— BEGIN Dataset extract —

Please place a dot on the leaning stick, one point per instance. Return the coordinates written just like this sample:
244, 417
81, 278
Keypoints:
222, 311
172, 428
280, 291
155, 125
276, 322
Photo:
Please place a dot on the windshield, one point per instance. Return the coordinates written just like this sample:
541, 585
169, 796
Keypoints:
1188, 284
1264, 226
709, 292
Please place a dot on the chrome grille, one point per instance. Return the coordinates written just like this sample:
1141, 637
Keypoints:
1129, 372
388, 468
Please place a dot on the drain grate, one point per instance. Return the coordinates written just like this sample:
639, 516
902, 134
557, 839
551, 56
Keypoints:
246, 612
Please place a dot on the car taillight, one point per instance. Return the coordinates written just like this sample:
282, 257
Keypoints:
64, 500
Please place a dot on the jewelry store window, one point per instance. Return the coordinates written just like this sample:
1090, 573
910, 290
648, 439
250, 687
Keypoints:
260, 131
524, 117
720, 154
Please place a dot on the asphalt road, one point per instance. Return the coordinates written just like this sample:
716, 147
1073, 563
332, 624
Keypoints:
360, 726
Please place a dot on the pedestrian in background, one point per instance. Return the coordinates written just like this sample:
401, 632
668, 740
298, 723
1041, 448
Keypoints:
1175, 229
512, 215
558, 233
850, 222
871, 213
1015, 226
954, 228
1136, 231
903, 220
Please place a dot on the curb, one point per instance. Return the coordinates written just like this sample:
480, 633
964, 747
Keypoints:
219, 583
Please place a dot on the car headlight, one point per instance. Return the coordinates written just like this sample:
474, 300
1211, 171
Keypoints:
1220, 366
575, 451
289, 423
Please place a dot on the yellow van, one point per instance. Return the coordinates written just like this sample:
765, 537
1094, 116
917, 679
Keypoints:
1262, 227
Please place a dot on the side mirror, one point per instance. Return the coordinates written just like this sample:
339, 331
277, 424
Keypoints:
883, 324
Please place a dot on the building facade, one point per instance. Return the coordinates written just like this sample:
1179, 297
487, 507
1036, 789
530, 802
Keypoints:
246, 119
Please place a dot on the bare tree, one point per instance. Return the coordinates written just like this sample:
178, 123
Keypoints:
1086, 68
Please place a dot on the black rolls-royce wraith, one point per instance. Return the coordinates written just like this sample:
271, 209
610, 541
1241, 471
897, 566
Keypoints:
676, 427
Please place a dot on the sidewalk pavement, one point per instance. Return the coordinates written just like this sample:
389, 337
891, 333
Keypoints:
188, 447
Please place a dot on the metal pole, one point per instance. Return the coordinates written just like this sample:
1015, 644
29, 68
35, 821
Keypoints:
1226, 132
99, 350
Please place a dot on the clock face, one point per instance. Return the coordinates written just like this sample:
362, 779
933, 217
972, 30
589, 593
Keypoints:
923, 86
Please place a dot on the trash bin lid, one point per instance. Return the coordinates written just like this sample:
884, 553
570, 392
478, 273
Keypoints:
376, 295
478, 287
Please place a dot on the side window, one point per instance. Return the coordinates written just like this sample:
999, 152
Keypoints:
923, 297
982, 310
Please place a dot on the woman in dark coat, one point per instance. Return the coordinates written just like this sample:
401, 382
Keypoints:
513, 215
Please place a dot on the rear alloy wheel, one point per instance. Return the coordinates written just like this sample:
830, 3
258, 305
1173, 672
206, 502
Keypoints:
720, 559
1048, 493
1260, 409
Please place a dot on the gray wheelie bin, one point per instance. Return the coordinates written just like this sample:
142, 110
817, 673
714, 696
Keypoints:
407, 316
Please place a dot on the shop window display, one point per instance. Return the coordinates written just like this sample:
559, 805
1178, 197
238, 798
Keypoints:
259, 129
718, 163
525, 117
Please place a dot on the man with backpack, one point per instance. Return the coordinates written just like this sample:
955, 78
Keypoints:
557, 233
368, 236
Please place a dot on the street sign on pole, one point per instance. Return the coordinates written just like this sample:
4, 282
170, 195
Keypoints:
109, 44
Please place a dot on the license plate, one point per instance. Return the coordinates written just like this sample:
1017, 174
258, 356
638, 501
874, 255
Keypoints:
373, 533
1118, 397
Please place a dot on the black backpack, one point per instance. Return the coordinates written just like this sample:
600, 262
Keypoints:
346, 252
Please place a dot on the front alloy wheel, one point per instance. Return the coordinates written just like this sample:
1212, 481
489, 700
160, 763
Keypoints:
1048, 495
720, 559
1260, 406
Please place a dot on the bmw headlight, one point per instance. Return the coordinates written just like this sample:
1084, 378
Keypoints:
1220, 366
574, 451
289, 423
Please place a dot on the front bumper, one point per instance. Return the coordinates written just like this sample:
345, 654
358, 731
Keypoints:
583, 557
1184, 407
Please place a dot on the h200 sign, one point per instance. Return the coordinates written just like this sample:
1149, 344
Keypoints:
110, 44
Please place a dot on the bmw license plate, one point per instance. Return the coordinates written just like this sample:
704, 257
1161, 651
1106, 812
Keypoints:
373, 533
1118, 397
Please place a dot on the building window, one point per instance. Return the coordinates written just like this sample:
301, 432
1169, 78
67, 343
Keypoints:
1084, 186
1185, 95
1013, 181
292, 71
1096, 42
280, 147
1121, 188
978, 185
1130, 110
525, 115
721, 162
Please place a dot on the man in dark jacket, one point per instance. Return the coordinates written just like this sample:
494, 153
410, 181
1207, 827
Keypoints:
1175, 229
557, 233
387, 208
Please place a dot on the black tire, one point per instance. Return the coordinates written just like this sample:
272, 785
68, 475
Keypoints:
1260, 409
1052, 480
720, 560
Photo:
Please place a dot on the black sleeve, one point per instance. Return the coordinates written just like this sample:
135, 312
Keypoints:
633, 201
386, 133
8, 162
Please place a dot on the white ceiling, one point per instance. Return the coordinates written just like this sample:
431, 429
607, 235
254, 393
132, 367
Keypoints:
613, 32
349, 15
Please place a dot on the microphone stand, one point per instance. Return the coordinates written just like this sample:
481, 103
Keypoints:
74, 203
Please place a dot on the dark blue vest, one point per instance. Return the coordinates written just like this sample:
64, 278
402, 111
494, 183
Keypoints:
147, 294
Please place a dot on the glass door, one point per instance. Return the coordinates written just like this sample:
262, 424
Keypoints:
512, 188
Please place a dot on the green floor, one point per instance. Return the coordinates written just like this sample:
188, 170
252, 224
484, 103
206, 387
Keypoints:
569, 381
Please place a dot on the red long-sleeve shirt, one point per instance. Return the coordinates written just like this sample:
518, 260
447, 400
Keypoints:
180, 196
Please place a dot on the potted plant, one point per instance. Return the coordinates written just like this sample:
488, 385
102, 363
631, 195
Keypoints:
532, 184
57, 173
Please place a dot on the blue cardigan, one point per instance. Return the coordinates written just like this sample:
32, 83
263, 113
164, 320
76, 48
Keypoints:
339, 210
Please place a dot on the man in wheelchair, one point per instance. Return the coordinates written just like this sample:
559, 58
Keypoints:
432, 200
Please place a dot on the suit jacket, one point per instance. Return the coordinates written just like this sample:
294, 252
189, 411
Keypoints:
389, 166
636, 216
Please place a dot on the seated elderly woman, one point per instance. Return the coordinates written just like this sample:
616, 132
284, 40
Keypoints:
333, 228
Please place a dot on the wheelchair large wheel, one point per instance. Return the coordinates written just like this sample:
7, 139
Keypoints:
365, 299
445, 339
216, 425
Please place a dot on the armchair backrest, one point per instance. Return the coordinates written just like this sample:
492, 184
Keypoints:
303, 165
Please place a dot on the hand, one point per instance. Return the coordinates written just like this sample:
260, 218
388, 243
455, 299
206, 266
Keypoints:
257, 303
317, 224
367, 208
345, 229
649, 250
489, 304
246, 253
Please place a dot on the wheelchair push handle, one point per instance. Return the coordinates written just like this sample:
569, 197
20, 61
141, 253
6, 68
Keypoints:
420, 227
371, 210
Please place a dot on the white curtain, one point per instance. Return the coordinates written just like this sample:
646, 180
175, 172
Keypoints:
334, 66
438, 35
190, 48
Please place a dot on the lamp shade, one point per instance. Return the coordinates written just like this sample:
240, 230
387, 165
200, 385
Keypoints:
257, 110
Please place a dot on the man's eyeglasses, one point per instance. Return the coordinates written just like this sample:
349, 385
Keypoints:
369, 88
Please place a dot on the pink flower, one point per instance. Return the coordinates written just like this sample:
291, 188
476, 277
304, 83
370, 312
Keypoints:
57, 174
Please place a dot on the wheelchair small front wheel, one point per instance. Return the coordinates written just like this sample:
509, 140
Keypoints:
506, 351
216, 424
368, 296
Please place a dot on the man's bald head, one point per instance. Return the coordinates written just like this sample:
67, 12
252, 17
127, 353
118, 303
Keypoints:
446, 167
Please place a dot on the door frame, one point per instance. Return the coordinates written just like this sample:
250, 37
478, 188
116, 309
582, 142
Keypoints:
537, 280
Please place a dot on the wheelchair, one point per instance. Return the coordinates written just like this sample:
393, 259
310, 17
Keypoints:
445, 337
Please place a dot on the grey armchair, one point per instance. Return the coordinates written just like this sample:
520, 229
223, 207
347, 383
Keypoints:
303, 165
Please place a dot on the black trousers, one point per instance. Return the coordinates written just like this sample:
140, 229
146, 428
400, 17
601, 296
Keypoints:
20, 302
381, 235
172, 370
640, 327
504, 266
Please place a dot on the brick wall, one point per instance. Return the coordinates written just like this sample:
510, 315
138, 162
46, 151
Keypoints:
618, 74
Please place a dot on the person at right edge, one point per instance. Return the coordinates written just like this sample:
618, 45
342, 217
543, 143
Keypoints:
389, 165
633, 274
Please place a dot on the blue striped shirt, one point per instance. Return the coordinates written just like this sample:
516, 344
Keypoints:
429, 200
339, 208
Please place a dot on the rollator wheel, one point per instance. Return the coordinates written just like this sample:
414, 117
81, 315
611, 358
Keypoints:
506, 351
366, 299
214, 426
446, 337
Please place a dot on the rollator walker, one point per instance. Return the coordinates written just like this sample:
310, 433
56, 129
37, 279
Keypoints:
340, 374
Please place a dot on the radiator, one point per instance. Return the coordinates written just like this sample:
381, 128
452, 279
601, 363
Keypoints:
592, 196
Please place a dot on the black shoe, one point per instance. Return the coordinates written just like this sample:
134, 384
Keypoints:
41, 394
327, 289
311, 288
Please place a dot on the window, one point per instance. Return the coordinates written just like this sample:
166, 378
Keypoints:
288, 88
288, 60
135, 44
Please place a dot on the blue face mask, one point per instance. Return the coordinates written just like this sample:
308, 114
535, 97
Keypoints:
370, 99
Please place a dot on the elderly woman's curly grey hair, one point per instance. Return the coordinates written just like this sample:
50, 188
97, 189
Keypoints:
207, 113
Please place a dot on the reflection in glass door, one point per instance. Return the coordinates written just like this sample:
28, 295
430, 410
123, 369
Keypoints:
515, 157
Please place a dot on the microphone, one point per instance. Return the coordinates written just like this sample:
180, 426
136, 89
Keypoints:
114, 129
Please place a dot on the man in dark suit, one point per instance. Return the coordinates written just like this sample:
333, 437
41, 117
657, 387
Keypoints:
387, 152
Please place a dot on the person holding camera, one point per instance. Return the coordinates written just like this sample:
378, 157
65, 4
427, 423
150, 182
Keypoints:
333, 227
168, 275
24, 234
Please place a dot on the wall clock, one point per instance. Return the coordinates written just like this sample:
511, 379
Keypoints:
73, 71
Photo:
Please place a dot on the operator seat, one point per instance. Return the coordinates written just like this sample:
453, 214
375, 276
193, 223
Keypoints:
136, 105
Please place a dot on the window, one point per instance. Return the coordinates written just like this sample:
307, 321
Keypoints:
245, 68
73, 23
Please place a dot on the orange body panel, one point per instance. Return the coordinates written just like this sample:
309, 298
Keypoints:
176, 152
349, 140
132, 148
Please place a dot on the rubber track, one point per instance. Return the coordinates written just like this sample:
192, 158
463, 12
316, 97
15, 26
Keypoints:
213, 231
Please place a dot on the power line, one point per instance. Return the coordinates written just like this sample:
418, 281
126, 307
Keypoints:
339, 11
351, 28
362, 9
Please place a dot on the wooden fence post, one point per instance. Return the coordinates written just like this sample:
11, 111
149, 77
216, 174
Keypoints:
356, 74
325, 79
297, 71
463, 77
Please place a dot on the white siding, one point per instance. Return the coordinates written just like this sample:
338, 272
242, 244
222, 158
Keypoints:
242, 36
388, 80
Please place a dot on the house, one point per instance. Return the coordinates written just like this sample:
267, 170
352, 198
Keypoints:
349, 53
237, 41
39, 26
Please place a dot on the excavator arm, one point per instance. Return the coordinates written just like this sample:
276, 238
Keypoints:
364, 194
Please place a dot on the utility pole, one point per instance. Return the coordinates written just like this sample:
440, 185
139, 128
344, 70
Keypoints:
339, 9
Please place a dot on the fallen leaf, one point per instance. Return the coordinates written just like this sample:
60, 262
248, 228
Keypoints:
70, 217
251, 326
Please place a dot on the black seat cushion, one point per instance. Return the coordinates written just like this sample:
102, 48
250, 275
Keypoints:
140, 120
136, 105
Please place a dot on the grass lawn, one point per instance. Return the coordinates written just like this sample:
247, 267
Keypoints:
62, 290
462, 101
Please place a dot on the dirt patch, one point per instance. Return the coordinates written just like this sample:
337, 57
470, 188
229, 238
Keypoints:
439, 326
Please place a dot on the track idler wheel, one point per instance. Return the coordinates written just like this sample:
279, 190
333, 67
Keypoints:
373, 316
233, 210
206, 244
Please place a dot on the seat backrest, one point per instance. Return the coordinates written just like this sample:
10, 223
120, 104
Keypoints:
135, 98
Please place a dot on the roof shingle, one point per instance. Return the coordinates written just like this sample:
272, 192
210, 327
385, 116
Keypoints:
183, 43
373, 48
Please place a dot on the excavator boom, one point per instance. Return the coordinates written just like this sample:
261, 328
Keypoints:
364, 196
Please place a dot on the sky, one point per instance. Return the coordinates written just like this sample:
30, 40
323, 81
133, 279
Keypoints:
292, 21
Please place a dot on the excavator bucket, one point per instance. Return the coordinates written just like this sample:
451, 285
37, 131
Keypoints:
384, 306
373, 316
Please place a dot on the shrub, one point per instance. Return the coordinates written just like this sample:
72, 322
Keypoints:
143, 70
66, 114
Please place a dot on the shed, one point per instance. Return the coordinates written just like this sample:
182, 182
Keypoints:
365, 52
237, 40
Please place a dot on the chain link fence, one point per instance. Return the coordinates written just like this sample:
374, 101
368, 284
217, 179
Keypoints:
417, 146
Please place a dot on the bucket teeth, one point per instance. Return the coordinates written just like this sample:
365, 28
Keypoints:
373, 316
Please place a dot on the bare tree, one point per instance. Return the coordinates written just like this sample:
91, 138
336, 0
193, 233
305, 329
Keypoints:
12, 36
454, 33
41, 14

— END Dataset extract —

§ **Work required**
Rewrite the material from the line that contains "Please place a dot on the excavator bucket, one" through the last line of the material, requests included, and scale every keypoint coordinate in the answers by 0.9, rounding to whole numbers with halves rounded up. Keep the coordinates in the requests and their format samples unchanged.

§ **Solved problem**
Please place a dot on the excavator bucket, one point per instance. Return the coordinates written just like this sample:
451, 285
37, 131
Keypoints:
346, 275
336, 284
Please place a dot on the shrub, one point per instance. Return the coordinates written just like this sample:
72, 322
Keypoints:
129, 63
59, 103
Please place a dot on the shed, one point per instance. Return the coordinates written just like this sample:
182, 182
Keypoints:
329, 47
213, 36
Please place a dot on the chain link fence, one point per instance. Return the coordinates written just like this sample:
374, 101
368, 284
217, 179
Keypoints:
375, 131
Please place a dot on the bucket teeth, one point per instance. Return the coordinates written just like this sample:
365, 28
Keypoints:
336, 284
Please place a dot on the bare tree, one point per instance. Return the coordinates written just like this sample:
91, 138
336, 0
193, 233
305, 329
Keypoints:
11, 32
409, 30
37, 13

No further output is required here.